__Supplied text__:

----------

Who else is benefiting? Mormons gain very little from evangelism but they have lots of children and have incredibly high retention rates. In the early 20th century, Mormons were just 40% of the population in Utah.  Now, it is 58%. Over the next decade or so, Mormons will make the purple states of Colorado and Nevada a bit more red. This is all form Mormons having a lot of children who stay Mormon.

Who is losing the demographics game? Mainline protestant churches. They are having fewer children and their retention rate for their children is only 50%. All the groups that grow from evangelism — especially the secular “nones” (who grow more from evangelism then any other group in the United States) and Evangelicals — take from Mainline Protestants, liberal Catholics, and immigrants. That’s one reason why so many evangelical leaders like open or nearly open borders. So, when you hear about social conservatives getting older, what they are talking about is the Jimmy Carter voter who always thought the idea of Same Sex marriage was icky is getting older and dying.

The secular Millennials are still a growing part of the population, and the Nones will continue to grow over the next couple of decades, but will top out around 17% of the population before declining. By 2030, we will most likely be a majority pro-life country with a growing evangelical population — 30% or so — with a cohort of young voters who are religious and grew-up in homes where they felt as if their parents were under siege from secular culture.

----------

__Records supplied__:
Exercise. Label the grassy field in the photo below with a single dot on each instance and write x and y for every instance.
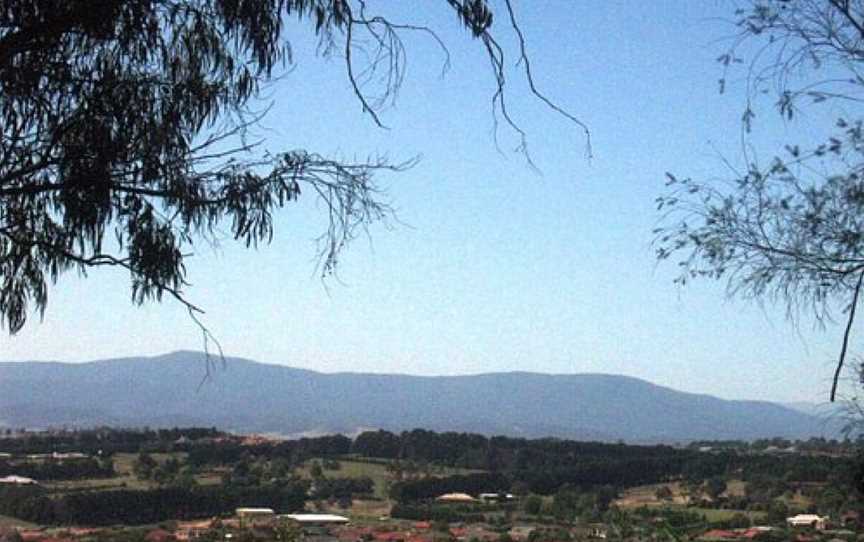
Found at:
(125, 478)
(377, 471)
(714, 515)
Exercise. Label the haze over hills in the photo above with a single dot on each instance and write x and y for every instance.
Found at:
(247, 396)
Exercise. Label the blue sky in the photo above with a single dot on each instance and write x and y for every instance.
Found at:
(493, 267)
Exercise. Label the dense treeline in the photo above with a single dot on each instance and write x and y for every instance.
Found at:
(105, 441)
(144, 506)
(50, 469)
(433, 512)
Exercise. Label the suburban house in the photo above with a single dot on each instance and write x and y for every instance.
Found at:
(808, 520)
(18, 480)
(455, 497)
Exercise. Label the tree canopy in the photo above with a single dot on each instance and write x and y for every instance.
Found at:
(792, 229)
(123, 127)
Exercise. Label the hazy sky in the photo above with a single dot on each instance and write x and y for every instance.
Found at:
(493, 268)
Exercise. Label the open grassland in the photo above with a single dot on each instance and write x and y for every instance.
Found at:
(6, 521)
(646, 495)
(379, 470)
(125, 476)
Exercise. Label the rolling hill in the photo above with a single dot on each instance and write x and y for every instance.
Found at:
(246, 396)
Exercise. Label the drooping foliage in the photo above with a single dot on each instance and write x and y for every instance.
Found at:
(122, 125)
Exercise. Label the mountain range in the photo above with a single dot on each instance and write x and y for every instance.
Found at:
(245, 396)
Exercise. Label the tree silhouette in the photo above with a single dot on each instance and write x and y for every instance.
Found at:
(792, 230)
(123, 127)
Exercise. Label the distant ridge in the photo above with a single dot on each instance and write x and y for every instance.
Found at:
(247, 396)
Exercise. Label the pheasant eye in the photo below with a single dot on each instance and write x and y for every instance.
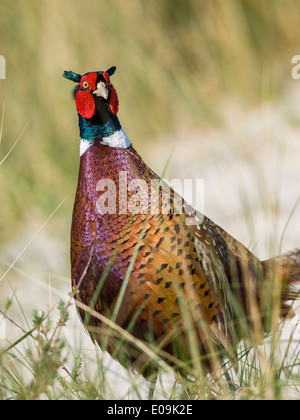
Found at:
(85, 85)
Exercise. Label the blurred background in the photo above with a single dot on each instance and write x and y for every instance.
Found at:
(203, 85)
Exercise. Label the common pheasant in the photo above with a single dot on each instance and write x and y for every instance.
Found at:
(145, 259)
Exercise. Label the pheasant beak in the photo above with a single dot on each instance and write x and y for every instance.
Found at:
(101, 90)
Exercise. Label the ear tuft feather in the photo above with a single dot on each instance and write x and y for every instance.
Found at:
(111, 71)
(75, 77)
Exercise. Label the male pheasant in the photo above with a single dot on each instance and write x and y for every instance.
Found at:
(153, 265)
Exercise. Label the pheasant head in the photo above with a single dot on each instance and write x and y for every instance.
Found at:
(97, 105)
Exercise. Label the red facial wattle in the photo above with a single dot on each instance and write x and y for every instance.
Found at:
(84, 101)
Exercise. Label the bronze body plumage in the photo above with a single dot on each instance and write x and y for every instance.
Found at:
(182, 271)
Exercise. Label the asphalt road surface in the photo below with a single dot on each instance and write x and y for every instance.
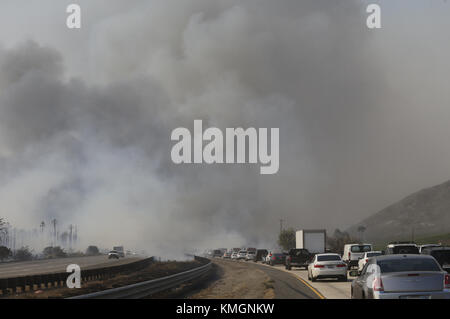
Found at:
(38, 267)
(328, 288)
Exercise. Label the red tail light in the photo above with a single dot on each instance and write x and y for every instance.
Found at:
(377, 284)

----------

__Requirement 1__: In the passage on religious demographics, what share of their children do mainline Protestant churches retain?
__Requirement 2__: Carry on the passage on religious demographics from its final sentence.
The entries are separate material and not part of the passage on religious demographics.

__Exercise result 1__: Only 50%.

__Exercise result 2__:
What I want to know is how does the Republican party need to prepare for this while remaining electorally effective now? Some good things will start to happen for us in twelve years or so, but we need to win right now too.

I think that the Republican party would be wise to not jettison social issues but continue to make social conservatives feel welcome. Make as much progress as they can in the states on winning cultural war battles and make religious freedom a hallmark and litmus test in the party much like abortion and gun rights are now. Hone our attacks over the next three or four election cycles on economic issues, limited government causes, and liberty issues while cultivating a farm team of religions conservatives. By doing this ahead of the demographic shift, we position ourselves to reap huge dividends politically in the future.

I think we also will get a chance to break open the African American vote due to the Democrats secular overreach. As African Americans start to feel marginalized in the Democrat party — and see their ministers called intolerant and driven away from politics — Republicans may have a chance of making common cause with African Americans on social issues and religious freedom issues. At the very least, we’ll have that opportunity long before we get a chance to change their minds on economic issues. In the long term, we have a lot of reason for hope on the culture war.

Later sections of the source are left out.